== Text ==
================
Article 7: Obligations Concerning Technological Measures

Contracting Parties shall take appropriate measures, as necessary, to ensure that when they provide adequate legal protection and effective legal remedies against the circumvention of effective technological measures, this legal protection does not prevent beneficiary persons from enjoying the limitations and exceptions provided for in this Treaty.

The copyright limitations and exceptions for the visually impaired is enshrined in the United Nations Universal Declaration on Human Rights and the United Nations Standard Rules on the Equalisation of Opportunity for Disabled People. This exception aims at securing the right of blind or partially sighted people to access information and knowledge. In proclaiming the rights of humankind, the Universal Declaration does not distinguish between people having disabilities, and those that do not. The Declaration is in fact clear in its affirmation that "All human beings are born free and equal in dignity and rights." Therefore, people with disabilities should, by right, contribute to the fullest extent in the development of their countries and societies, and should expect an appropriate response to their needs and well being.


Canada copyright law (Section 32) and Ontario AODA Regulation (191/11 IASR) support limitations and exceptions

As a WIPO member, Canada is a contracting party in the Marrakesh treaty, and commited to adopting national laws that permit the making availability of published works in accessible formats. On June 8, 2015, Bill C-65 introduction and First Reading in the House of Commons occurred. An Act to amend the Copyright Act (access to copyrighted works or other subject-matter for persons with perceptual disabilities).

Copyright Act of Canada

  • Section 29: Fair dealing for the purpose of research, private study, education, parody or satire does not infringe copyright.
================
== Information provided ==
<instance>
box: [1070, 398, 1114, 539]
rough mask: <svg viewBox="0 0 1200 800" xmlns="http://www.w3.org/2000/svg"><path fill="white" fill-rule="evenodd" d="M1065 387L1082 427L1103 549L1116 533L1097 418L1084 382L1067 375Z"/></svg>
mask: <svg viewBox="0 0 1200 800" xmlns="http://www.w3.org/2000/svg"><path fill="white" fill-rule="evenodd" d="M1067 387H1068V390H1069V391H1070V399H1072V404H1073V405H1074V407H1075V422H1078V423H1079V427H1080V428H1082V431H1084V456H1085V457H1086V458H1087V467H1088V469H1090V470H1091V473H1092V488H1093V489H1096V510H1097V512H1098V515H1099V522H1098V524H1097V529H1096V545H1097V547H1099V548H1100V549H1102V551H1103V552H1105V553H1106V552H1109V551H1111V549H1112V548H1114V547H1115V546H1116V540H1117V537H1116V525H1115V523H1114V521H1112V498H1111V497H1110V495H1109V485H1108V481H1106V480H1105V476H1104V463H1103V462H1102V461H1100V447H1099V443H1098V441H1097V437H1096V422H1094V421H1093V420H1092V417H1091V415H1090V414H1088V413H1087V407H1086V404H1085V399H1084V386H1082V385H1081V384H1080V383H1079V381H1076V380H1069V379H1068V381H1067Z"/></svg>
================
== Required tasks ==
• A. Answer these questions about the copyright text, marking each answer as its question is marked:
(i) Which two United Nations documents does the copyright text say enshrine the copyright limitations and exceptions for the visually impaired?
(ii) On what date did the introduction and First Reading of Bill C-65 in the House of Commons occur?
(iii) Under Section 29 of the Copyright Act of Canada, fair dealing for which purposes does not infringe copyright?
• B. Give again, word for word, the part of the copyright text from "Canada copyright law" up to and including "not infringe copyright.".

== Task-by-task solutions ==
• A.
(i) The United Nations Universal Declaration on Human Rights and the United Nations Standard Rules on the Equalisation of Opportunity for Disabled People.
(ii) June 8, 2015.
(iii) Research, private study, education, parody or satire.

• B.
Canada copyright law (Section 32) and Ontario AODA Regulation (191/11 IASR) support limitations and exceptions

As a WIPO member, Canada is a contracting party in the Marrakesh treaty, and commited to adopting national laws that permit the making availability of published works in accessible formats. On June 8, 2015, Bill C-65 introduction and First Reading in the House of Commons occurred. An Act to amend the Copyright Act (access to copyrighted works or other subject-matter for persons with perceptual disabilities).

Copyright Act of Canada

  • Section 29: Fair dealing for the purpose of research, private study, education, parody or satire does not infringe copyright.